[Begin]

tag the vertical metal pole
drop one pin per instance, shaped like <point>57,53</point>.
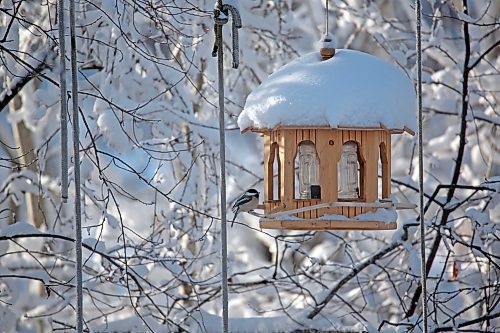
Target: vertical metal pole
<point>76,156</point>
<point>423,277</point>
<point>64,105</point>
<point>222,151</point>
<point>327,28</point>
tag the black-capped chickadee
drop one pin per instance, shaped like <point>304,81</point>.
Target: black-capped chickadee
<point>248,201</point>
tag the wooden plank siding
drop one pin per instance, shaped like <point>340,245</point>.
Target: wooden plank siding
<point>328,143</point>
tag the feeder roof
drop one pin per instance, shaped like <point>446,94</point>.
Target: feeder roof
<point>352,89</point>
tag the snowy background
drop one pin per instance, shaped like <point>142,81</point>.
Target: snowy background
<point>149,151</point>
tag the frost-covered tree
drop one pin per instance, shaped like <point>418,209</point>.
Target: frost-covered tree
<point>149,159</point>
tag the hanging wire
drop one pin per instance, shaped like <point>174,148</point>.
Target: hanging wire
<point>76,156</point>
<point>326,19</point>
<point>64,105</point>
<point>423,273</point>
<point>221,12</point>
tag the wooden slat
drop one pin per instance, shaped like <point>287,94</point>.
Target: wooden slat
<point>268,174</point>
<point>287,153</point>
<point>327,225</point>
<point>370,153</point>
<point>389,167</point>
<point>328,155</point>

[End]
[Begin]

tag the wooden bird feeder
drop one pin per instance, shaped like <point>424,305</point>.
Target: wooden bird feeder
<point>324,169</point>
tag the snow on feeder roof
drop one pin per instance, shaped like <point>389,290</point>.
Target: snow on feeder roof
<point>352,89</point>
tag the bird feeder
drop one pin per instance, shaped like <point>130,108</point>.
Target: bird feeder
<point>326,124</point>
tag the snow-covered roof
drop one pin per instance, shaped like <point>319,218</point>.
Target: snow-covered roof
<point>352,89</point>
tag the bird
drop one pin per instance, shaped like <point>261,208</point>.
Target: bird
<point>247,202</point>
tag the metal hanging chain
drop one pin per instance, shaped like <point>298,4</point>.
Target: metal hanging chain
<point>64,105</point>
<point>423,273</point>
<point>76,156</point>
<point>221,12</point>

[End]

#### WHAT THE TASK REQUIRES
Change "wooden" to "timber" in the listing, starting with the line with "tag the vertical metal pole" and going on through the line with "<point>328,155</point>", and give those lines again with nothing else altered. Leave the pictures out.

#### CORRECT OUTPUT
tag the vertical metal pole
drop one pin per instance, shaped like <point>57,53</point>.
Target: vertical metal pole
<point>76,156</point>
<point>423,277</point>
<point>64,105</point>
<point>222,151</point>
<point>327,28</point>
tag the black-capped chickadee
drop one pin per instance, shaped like <point>304,81</point>.
Target: black-capped chickadee
<point>248,201</point>
tag the timber plank siding
drop one pin per instance, shaped like <point>340,245</point>.
Target: timber plank siding
<point>328,143</point>
tag the feeder roof
drop one pin per instance, shaped like <point>446,94</point>.
Target: feeder roof
<point>352,89</point>
tag the snowy background
drop one pin per instance, shaped like <point>142,81</point>.
Target: snowy background
<point>149,151</point>
tag the frost-covered tree
drop one pin per instance, shaped like <point>418,209</point>.
Target: frost-covered tree
<point>149,159</point>
tag the hanging wire
drop one pin per instance, shaped like <point>174,148</point>.
Target: hanging wire
<point>76,156</point>
<point>326,19</point>
<point>64,105</point>
<point>423,273</point>
<point>221,12</point>
tag the timber slat
drop one pin per instance, shaped like <point>287,94</point>.
Target: timber slat
<point>268,174</point>
<point>287,153</point>
<point>327,225</point>
<point>370,153</point>
<point>389,167</point>
<point>328,155</point>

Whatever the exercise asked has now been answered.